## [Prompt]
Please copy out the items below, replacing "drop a single dot" with "place one dot" and leaving everything else unchanged.

(Dataset items about object locations)
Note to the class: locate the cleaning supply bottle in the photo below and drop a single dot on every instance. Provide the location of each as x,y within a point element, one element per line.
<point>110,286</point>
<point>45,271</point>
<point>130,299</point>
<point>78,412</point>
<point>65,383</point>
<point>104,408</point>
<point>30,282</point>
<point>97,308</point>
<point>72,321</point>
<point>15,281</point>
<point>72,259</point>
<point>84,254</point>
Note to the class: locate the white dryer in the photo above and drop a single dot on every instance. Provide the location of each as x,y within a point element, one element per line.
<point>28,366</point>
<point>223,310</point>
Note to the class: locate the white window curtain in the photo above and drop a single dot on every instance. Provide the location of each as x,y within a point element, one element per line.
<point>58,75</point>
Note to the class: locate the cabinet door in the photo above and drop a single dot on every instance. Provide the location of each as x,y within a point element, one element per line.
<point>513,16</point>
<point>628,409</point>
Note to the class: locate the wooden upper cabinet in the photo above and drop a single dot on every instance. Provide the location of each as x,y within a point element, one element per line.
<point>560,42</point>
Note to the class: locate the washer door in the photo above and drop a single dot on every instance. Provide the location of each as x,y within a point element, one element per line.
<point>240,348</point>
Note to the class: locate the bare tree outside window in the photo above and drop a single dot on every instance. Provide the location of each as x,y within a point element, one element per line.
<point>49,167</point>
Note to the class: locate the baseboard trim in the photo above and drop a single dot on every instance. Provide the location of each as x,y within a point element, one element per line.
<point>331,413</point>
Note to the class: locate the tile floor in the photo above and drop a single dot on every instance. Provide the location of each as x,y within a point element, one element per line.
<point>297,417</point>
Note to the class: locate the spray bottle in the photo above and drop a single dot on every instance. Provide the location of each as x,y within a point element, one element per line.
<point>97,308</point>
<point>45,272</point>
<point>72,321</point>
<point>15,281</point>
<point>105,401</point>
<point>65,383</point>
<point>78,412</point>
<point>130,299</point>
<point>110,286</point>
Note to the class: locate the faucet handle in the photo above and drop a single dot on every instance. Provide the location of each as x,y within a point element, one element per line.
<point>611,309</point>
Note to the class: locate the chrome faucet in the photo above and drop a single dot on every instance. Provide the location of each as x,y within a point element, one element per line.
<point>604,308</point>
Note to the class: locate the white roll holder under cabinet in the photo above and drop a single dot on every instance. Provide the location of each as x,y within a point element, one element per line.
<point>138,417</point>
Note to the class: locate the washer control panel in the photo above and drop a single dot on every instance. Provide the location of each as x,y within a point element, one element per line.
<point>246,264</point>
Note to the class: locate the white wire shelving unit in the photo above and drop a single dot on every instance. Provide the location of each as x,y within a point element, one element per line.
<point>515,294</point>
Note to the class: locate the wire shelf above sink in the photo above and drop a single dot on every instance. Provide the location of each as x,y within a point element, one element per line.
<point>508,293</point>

## [Task solution]
Note to the class: locate the cleaning supply bottle in the photo below and place one dot on every instance. Provide the location of each as x,y within a point element, one element per line.
<point>110,286</point>
<point>45,271</point>
<point>130,299</point>
<point>78,412</point>
<point>65,383</point>
<point>104,408</point>
<point>30,282</point>
<point>97,308</point>
<point>72,321</point>
<point>15,281</point>
<point>72,259</point>
<point>84,254</point>
Note to the class: locate the white dryer in the photo above and place one dot on every instance. Provide the location of each as x,y within a point element, one element per line.
<point>28,366</point>
<point>223,310</point>
Note to the class: locate the white window curtain in the photo above and place one dot on every instance. Provide the location of each as x,y within a point element, one element per line.
<point>58,75</point>
Note to the class: locate the cabinet door in the photo above and place one dot on every instance. Provide the location of each as x,y within a point element, one element per line.
<point>513,16</point>
<point>628,409</point>
Note to the class: locate the wooden upper cabinet in the photo above and place one dot on every instance. Provide the location of each as x,y within a point element, one element per line.
<point>560,42</point>
Note to the class: locate the washer door in the photo above and place one dot on every instance. Provide the location of each as x,y within a point element, one element per line.
<point>240,348</point>
Note to the class: locate the bare tree outside window in the photo above and place one dot on every instance. Provide the location of each as x,y within a point element, one element per line.
<point>49,167</point>
Note to the class: locate the baseboard trim in the photo above and place one dot on every instance. Provide the location of each as x,y within a point element, one element per line.
<point>331,413</point>
Note to the class: locate the tile floor in the photo above and place one dot on every instance. Provide the location of each as x,y within a point element, one element per line.
<point>297,417</point>
Note to the class: locate the spray bottle in the photo above and place one dot on every instance. Provide the location of each as x,y within a point element, one element per line.
<point>97,308</point>
<point>45,272</point>
<point>72,321</point>
<point>15,281</point>
<point>105,401</point>
<point>65,383</point>
<point>78,412</point>
<point>130,299</point>
<point>110,286</point>
Note to the class: locate the faucet handle in the photo above and place one dot on every instance. Provide the location of each as x,y within a point element, one element per line.
<point>611,309</point>
Note to the class: locate the chrome faucet in the photo above and place one dot on every instance. Provide the location of each as x,y within a point element, one element per line.
<point>604,308</point>
Note to the class: locate the white roll holder under cabinet in the photo above and place one dot on every instance. Provide the location of each as x,y within a point element, one element per line.
<point>138,417</point>
Note to the class: locate the washer control panel in the photo above and place one dot on every instance. Provide the location of each as x,y within a point element, one element per line.
<point>246,264</point>
Note to the class: locate the white wire shelving unit in the photo above and place one dot on every instance. Provide the location of each as x,y within a point element, one element per line.
<point>515,294</point>
Note to the class: locate the wire shelf above sink in the photo above and place one dot on every instance. Provide the location of each as x,y within a point element, one element per line.
<point>508,293</point>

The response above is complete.